What the task asks =>
Find "Each instance of the sign reading antiquites" in the data below; transcribe the line it appears on and each line after it, exactly, to the end, and nothing else.

Record set =>
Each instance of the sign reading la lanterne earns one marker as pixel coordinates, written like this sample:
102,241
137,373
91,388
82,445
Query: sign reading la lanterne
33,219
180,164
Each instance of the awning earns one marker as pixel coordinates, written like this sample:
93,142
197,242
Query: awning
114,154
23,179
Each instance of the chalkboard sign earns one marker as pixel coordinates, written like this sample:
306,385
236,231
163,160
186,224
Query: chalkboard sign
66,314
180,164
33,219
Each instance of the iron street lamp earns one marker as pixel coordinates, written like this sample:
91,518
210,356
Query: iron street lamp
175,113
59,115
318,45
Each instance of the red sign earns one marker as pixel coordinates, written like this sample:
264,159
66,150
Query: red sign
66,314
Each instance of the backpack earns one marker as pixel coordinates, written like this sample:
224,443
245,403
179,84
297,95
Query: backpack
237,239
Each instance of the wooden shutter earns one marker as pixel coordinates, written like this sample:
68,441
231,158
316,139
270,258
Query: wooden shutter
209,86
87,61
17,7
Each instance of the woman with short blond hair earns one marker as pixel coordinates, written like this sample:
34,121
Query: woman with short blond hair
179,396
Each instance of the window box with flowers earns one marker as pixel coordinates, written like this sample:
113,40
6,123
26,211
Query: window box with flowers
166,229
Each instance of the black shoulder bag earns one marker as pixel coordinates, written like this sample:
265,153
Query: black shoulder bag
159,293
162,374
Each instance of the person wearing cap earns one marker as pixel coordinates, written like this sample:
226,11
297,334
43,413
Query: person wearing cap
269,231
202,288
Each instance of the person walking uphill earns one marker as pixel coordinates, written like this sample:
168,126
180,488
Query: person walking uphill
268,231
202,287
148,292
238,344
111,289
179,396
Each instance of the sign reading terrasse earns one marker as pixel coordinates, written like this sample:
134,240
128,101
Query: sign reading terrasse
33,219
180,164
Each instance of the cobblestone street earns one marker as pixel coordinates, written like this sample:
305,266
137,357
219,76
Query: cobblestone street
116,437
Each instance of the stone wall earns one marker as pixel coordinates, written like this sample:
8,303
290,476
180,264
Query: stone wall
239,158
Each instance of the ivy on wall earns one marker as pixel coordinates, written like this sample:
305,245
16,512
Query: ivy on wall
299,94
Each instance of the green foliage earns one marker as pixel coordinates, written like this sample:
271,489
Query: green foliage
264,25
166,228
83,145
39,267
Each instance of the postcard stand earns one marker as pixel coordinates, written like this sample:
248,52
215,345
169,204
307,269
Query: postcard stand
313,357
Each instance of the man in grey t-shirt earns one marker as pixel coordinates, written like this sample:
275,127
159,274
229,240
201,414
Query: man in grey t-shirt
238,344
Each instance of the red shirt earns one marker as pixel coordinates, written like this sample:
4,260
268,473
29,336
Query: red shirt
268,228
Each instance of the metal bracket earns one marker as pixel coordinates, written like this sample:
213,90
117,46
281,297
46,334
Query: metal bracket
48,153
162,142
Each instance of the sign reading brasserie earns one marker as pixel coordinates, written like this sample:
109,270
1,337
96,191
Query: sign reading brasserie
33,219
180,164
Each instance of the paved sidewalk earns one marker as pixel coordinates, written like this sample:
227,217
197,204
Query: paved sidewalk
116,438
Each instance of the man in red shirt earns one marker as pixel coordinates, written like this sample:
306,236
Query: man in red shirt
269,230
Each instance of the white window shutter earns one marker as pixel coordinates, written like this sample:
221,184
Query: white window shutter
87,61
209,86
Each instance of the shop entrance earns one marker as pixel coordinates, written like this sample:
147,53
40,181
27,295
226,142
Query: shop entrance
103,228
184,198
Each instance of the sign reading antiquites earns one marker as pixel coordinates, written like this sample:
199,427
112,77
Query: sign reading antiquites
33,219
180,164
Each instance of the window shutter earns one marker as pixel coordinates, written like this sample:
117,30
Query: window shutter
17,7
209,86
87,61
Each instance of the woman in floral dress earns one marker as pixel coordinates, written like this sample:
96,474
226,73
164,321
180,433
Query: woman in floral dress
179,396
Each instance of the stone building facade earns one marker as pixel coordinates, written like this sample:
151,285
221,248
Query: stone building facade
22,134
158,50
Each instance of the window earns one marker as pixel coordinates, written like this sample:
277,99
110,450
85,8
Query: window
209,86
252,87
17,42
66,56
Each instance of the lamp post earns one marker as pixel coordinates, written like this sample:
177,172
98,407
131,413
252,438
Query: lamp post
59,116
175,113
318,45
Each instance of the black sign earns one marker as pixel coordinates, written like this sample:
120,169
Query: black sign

The reply =>
Each instance of the sign reading antiquites earns one marker as pixel coordinates, written like this sample:
199,427
112,77
Query: sign reading antiquites
33,219
180,164
Each instance of the window shutter earns one marker as pixel coordinates, written like this sample:
117,30
Query: window shutter
17,7
209,86
87,61
Each instance of the woman in floral dress earns one marker as pixel coordinates, written like this sample:
96,474
226,73
164,321
180,433
Query: woman in floral dress
179,396
Each instance of the stone building facade earns one marker as pixel coordinates, written like this sample:
151,285
221,248
Query: stone building facade
22,134
158,50
Each instance of the window earns one marker as pixel coordinates, written like this sample:
277,99
110,450
85,8
Query: window
209,86
252,87
17,42
66,56
Each instance of the lamp post earns one marker as pixel coordinates, written like this sample:
177,172
98,407
131,413
252,438
Query: lamp post
59,116
175,113
318,45
Each instance of the black sign earns one marker as pixel coordinates, written like this sample:
120,169
Query: black sign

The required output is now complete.